[The task] In the records below, find the line containing "Looking at the picture above, whereabouts is the yellow". Restate it and all the lines after it exactly, and omit the rest.

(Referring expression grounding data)
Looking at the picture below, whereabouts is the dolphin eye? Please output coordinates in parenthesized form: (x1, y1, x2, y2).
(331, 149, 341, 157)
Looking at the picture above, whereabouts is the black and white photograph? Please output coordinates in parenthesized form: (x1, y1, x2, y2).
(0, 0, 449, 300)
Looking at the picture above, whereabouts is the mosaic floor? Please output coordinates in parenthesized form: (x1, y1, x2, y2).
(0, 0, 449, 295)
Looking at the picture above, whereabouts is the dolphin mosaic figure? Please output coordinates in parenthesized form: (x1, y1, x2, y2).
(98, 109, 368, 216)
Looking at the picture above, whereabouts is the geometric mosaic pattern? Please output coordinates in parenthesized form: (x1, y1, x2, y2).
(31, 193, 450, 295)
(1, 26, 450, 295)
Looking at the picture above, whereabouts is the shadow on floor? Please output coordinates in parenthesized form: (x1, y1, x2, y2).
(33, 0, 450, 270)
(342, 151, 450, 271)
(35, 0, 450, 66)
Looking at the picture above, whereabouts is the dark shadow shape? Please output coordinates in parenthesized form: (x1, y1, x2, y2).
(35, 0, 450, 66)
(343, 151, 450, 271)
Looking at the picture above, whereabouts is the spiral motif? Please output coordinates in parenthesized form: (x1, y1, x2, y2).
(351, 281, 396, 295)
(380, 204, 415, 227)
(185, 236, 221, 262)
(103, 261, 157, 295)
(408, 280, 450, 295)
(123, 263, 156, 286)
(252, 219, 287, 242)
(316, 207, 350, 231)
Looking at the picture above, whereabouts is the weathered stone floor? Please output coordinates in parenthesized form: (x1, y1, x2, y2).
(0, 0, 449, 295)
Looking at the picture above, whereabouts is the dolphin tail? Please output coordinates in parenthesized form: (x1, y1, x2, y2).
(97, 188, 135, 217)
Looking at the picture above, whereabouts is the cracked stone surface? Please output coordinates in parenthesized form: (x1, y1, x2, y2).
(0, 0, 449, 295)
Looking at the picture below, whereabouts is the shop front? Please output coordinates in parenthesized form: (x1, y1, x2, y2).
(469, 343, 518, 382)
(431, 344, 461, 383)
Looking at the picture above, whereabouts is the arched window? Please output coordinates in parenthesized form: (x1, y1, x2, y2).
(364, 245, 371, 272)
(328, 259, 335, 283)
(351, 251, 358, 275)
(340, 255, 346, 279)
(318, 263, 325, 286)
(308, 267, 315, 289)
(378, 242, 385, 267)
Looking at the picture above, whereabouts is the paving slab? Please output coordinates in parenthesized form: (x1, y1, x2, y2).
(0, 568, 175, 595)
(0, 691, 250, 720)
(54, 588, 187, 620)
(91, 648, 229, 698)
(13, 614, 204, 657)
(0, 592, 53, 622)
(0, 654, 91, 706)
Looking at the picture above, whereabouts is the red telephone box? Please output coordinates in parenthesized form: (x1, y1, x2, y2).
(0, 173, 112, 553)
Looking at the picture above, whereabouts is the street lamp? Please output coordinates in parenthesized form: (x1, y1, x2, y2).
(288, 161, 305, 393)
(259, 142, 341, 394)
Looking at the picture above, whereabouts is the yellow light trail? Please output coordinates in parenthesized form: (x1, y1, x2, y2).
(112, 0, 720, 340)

[Response below]
Looking at the picture above, whereabouts is the yellow light trail? Please output coordinates in parenthesized form: (x1, y1, x2, y2).
(112, 0, 720, 340)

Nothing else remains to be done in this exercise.